_MATERIALS PROVIDED_:
-- BEGIN --

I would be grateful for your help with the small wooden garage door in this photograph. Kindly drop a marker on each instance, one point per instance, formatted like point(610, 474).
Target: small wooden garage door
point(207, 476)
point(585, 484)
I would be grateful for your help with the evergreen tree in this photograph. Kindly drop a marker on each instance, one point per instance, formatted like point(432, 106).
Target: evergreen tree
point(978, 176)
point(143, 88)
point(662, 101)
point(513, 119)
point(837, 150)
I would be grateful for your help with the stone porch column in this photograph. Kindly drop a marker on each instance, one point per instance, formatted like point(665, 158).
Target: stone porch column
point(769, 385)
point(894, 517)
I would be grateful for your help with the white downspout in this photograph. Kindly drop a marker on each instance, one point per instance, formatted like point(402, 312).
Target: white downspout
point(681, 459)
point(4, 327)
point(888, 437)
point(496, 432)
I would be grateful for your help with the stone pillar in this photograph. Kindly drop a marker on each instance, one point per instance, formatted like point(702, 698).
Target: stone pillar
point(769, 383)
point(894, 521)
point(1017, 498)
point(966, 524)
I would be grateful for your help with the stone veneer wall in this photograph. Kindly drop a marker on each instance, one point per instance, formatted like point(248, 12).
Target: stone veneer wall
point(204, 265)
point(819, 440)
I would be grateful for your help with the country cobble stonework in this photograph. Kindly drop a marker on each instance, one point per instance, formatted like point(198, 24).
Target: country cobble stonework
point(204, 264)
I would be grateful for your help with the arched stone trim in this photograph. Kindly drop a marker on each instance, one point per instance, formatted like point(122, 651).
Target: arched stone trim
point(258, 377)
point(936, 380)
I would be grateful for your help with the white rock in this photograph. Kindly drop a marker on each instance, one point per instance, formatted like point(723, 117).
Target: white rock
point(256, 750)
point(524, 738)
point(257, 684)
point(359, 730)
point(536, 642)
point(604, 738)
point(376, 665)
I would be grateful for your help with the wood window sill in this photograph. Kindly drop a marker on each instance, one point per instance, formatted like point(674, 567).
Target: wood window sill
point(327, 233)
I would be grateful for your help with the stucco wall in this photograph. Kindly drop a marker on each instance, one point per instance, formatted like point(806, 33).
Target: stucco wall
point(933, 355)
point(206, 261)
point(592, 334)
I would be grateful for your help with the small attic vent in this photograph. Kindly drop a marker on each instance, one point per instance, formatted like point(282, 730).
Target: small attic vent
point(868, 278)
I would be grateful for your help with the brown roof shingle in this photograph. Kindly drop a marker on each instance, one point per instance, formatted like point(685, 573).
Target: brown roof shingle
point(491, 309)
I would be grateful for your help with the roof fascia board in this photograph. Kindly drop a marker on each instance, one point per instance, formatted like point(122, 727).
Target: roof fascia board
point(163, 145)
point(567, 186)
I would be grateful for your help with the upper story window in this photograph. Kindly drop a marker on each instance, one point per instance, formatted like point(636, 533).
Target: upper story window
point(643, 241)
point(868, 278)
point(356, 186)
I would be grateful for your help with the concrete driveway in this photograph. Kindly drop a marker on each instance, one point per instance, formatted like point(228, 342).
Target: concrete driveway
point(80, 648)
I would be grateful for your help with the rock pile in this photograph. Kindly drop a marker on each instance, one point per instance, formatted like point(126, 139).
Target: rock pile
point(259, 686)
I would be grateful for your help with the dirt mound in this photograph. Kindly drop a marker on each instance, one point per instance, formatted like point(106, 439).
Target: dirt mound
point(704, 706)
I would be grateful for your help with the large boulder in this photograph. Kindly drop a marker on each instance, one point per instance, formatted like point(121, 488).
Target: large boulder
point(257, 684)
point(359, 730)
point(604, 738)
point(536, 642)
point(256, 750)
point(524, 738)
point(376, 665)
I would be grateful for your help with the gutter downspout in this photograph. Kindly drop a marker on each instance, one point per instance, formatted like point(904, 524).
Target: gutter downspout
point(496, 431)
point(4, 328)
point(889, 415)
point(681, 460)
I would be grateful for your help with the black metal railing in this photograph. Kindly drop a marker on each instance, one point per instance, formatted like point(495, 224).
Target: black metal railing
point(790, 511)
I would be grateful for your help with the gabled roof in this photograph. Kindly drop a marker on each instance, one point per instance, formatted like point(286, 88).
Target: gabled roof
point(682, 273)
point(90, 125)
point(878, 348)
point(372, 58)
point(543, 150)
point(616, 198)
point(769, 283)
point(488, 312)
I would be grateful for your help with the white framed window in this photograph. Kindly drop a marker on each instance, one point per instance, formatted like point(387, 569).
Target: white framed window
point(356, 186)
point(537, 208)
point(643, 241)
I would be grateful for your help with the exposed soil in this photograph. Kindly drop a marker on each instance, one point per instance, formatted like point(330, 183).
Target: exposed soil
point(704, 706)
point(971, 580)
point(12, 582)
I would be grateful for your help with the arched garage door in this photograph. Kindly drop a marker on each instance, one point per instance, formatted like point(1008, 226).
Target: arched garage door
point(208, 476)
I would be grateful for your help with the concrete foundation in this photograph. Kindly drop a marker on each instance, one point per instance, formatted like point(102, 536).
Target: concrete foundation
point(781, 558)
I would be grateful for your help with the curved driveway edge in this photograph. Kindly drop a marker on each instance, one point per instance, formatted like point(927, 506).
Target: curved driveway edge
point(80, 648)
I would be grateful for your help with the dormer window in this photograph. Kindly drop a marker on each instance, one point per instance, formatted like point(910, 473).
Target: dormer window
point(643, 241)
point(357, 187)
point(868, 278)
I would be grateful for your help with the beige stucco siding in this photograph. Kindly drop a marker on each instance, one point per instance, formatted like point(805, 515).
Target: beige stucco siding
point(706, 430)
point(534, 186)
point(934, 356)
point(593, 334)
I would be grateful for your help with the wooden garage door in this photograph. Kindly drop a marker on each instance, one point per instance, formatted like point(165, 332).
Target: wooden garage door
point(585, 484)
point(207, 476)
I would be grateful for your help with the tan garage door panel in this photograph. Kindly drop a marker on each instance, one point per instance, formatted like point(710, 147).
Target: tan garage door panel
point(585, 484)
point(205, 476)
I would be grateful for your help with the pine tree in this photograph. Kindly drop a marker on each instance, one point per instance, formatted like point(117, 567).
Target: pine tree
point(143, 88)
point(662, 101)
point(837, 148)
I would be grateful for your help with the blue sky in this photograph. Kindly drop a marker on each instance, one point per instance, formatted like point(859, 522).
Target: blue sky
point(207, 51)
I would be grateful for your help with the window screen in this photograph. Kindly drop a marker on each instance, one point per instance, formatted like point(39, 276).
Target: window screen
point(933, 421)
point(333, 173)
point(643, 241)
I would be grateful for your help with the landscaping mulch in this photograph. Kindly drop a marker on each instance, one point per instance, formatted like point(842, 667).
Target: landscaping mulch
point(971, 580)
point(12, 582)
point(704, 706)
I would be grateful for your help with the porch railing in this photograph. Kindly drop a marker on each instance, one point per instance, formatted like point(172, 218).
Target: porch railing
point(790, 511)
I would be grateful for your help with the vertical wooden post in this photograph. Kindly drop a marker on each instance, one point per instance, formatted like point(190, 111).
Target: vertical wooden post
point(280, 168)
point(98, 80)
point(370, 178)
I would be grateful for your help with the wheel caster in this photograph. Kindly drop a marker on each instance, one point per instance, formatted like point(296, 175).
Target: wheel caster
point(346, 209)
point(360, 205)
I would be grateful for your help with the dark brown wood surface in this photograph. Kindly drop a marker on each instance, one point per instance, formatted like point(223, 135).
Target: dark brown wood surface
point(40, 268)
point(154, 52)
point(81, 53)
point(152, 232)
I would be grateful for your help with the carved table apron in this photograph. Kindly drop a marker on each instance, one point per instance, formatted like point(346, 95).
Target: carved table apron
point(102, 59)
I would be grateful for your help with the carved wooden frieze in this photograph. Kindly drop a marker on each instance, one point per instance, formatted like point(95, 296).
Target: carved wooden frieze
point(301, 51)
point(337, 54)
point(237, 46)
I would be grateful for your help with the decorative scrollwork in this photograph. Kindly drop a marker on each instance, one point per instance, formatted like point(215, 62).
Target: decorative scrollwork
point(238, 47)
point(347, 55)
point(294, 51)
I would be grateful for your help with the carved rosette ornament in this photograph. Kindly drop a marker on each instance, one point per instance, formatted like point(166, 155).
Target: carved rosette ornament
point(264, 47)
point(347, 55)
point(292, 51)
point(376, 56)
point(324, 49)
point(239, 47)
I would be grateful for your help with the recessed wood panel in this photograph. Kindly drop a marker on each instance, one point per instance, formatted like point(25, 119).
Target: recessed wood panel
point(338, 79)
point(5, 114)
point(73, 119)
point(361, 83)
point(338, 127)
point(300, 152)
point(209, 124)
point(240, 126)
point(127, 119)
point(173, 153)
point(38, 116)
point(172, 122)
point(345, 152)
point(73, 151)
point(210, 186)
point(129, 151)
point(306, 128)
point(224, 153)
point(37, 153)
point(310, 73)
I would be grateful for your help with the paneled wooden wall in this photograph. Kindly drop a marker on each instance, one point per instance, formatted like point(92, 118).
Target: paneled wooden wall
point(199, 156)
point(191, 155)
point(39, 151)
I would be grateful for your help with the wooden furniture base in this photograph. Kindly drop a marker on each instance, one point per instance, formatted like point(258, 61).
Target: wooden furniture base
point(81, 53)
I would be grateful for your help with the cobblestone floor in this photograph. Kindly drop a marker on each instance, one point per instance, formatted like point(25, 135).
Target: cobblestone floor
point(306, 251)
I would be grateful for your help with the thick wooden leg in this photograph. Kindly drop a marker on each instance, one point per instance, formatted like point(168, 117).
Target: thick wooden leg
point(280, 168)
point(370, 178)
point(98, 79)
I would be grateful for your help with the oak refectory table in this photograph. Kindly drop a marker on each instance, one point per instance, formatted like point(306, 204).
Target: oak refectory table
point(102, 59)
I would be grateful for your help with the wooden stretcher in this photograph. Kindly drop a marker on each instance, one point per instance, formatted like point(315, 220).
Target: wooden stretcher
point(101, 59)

-- END --

_TASK PROMPT_:
Copy the records character for character, from the very first line through the line containing "point(837, 150)", including that line.

_EXERCISE RESPONSE_:
I would be grateful for your help with the small wooden garage door in this photograph. Kindly drop a marker on each instance, one point per instance, formatted like point(610, 474).
Target: small wooden garage door
point(207, 476)
point(585, 484)
I would be grateful for your help with the evergreen tree in this photograph. Kindly drop a marker on each instance, one point per instance, formatted like point(432, 106).
Target: evergreen tree
point(978, 176)
point(143, 88)
point(662, 101)
point(513, 119)
point(837, 150)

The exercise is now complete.